[Stored data entries]
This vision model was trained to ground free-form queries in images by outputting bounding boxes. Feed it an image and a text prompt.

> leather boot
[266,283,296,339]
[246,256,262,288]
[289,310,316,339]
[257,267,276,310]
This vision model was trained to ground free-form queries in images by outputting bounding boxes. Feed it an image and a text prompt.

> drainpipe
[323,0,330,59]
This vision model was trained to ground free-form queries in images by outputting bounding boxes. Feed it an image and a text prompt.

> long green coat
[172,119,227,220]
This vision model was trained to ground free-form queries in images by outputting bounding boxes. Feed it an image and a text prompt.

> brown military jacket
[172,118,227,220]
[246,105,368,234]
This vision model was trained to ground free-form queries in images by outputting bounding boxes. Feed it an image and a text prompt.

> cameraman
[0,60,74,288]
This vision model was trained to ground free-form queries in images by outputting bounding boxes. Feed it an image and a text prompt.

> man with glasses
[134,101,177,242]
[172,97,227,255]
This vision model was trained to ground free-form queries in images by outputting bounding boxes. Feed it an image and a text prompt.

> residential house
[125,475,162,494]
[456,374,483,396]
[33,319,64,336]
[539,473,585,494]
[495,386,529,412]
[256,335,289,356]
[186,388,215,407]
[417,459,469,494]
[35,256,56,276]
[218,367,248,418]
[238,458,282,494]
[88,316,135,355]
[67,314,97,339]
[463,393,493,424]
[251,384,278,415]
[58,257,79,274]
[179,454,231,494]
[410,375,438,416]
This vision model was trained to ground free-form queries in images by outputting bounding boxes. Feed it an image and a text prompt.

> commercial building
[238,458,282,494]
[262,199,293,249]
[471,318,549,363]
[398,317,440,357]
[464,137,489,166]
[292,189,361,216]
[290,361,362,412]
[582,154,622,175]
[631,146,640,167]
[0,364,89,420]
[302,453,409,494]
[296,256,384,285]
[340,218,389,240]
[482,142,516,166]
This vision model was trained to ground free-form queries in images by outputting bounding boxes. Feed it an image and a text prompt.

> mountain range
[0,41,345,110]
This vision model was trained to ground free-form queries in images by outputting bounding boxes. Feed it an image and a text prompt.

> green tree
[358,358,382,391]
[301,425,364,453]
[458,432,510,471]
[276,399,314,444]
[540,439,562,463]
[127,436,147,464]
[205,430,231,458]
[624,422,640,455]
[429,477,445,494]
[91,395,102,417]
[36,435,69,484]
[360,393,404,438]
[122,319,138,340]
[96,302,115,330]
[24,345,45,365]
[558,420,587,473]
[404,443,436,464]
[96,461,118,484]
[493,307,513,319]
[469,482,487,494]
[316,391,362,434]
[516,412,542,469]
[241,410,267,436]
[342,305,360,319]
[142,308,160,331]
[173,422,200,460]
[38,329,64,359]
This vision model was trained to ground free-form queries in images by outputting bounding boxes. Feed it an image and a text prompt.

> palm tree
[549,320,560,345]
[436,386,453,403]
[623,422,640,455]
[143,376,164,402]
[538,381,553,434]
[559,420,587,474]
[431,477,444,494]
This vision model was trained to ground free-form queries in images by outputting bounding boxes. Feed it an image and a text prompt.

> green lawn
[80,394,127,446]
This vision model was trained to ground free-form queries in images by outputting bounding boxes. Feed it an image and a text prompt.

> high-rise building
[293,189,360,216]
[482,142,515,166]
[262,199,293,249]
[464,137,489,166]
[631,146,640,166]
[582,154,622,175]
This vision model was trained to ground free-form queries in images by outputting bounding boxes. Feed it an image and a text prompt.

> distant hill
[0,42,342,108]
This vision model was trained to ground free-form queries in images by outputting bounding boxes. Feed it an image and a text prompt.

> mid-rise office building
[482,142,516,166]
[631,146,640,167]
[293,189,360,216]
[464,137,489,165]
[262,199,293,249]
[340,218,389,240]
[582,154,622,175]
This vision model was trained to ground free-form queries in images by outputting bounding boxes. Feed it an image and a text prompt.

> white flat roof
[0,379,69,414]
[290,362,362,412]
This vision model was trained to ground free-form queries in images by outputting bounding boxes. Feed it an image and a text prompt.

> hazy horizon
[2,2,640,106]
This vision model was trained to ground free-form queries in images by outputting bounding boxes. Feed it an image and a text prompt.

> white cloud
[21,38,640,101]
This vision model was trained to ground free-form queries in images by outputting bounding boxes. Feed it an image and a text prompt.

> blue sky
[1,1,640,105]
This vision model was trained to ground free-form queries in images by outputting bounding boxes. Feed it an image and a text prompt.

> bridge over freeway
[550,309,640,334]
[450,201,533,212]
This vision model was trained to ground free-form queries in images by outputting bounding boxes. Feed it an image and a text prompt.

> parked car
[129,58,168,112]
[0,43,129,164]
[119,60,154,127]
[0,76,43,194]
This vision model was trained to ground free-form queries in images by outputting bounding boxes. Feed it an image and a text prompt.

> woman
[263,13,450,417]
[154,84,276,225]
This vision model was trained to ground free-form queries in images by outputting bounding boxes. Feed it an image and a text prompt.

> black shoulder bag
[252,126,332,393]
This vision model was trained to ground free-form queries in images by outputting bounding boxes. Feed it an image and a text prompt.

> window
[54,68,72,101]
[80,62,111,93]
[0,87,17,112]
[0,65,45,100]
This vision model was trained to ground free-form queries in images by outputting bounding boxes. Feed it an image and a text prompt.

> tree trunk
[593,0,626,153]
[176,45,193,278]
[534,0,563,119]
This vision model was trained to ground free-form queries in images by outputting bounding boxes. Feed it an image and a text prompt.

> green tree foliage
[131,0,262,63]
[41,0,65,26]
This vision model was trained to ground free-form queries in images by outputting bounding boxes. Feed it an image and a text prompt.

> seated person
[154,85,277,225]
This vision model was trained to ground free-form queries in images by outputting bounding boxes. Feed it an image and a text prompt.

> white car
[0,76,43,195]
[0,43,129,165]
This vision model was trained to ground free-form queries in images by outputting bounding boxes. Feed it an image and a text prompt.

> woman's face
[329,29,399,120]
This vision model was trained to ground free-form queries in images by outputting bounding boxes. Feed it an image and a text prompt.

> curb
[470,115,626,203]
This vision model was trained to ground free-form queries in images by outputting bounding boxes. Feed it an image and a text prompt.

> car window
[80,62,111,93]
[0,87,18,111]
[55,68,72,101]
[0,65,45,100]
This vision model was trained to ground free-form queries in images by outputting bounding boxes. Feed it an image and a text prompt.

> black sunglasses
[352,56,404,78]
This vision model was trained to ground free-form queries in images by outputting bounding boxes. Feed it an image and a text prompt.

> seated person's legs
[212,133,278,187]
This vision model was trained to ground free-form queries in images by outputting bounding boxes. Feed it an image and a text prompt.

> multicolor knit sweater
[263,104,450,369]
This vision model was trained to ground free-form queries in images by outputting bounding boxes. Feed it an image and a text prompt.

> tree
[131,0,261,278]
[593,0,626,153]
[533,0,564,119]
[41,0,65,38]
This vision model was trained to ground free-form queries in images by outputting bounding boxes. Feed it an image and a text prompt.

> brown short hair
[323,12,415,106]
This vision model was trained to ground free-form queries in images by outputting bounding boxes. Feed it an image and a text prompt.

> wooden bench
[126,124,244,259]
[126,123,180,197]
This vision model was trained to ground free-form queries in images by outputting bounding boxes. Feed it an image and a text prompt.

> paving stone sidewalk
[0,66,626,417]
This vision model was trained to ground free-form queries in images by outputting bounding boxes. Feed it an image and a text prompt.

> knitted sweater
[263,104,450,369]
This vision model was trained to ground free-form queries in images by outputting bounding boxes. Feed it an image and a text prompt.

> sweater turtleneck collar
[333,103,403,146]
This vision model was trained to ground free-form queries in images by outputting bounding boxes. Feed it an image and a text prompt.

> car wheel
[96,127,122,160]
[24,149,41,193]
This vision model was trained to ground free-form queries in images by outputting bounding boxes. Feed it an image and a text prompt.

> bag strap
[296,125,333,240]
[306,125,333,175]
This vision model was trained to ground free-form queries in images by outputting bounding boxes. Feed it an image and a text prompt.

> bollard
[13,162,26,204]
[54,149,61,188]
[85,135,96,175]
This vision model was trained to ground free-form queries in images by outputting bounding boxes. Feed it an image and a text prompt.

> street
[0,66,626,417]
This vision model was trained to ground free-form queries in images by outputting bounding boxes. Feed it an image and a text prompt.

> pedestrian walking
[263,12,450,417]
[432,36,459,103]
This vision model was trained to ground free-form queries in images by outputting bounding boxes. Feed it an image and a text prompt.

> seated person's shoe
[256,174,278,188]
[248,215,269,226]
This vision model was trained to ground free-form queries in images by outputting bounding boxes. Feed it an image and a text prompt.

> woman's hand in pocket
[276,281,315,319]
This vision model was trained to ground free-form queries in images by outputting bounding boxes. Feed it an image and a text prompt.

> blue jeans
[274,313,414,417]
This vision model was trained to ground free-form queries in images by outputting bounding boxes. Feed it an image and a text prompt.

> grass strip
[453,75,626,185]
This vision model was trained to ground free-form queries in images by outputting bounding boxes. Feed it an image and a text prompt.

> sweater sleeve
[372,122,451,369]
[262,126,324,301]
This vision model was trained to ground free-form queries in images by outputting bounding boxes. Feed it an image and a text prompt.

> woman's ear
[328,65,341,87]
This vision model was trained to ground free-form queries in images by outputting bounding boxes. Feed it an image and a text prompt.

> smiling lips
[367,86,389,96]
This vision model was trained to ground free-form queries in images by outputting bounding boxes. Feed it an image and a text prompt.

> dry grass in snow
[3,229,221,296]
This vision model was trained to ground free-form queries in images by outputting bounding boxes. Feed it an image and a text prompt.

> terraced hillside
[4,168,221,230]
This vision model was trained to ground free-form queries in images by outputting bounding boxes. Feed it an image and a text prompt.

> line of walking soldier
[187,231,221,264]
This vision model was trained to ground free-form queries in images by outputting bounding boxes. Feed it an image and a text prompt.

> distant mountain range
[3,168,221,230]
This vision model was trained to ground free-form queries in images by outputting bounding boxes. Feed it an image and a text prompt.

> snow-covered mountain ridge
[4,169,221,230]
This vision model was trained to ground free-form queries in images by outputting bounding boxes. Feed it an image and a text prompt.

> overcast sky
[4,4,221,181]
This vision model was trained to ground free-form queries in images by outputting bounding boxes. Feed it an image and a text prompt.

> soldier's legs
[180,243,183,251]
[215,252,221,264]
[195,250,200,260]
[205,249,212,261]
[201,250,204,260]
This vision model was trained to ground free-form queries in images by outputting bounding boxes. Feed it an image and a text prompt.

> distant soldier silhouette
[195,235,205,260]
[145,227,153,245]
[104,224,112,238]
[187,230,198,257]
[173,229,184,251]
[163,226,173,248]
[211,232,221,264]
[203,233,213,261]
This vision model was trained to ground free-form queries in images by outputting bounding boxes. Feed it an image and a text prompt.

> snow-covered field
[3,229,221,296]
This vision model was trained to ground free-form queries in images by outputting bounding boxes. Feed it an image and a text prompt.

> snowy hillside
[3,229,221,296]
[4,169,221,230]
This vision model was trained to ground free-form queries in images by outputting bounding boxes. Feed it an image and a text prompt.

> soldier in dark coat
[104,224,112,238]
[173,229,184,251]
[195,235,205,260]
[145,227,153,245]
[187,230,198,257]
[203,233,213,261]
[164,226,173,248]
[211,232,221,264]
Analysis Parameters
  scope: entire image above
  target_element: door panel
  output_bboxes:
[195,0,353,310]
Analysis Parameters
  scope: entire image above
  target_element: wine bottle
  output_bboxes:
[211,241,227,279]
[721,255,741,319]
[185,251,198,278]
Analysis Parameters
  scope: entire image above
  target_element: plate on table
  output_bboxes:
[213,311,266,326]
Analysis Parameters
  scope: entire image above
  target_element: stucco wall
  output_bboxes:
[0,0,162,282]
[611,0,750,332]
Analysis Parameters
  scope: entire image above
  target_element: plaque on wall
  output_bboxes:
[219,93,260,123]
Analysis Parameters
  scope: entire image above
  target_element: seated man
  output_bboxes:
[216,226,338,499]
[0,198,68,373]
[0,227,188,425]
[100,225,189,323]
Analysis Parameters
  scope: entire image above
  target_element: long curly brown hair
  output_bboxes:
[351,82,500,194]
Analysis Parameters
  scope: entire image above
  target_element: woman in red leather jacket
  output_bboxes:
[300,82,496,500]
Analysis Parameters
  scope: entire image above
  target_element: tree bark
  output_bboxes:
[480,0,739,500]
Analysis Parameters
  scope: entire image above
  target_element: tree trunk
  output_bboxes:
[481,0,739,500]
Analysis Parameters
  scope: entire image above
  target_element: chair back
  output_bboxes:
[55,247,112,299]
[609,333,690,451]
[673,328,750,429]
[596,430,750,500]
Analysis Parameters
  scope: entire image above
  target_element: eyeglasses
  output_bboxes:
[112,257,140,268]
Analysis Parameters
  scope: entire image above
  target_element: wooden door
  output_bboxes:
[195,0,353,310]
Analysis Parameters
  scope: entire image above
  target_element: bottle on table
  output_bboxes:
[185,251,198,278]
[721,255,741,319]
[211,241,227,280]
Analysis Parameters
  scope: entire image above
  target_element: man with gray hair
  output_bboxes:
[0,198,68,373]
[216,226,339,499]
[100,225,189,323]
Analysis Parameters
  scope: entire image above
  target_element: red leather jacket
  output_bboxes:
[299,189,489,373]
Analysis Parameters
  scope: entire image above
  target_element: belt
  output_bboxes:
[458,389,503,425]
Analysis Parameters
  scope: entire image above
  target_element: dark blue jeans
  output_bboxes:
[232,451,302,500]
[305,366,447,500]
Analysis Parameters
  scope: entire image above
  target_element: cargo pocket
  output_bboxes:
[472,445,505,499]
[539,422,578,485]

* Task goal *
Repeat the lines of the listing above word for word, starting with its first line and continuing through the line that contains "[257,267,276,310]", including that line.

* Written reply *
This vision model was trained to ground free-form queries in images by outputting bounding boxes. Feed it an image and a text prompt.

> leather boot
[266,283,296,339]
[246,256,262,288]
[289,310,316,339]
[257,267,276,310]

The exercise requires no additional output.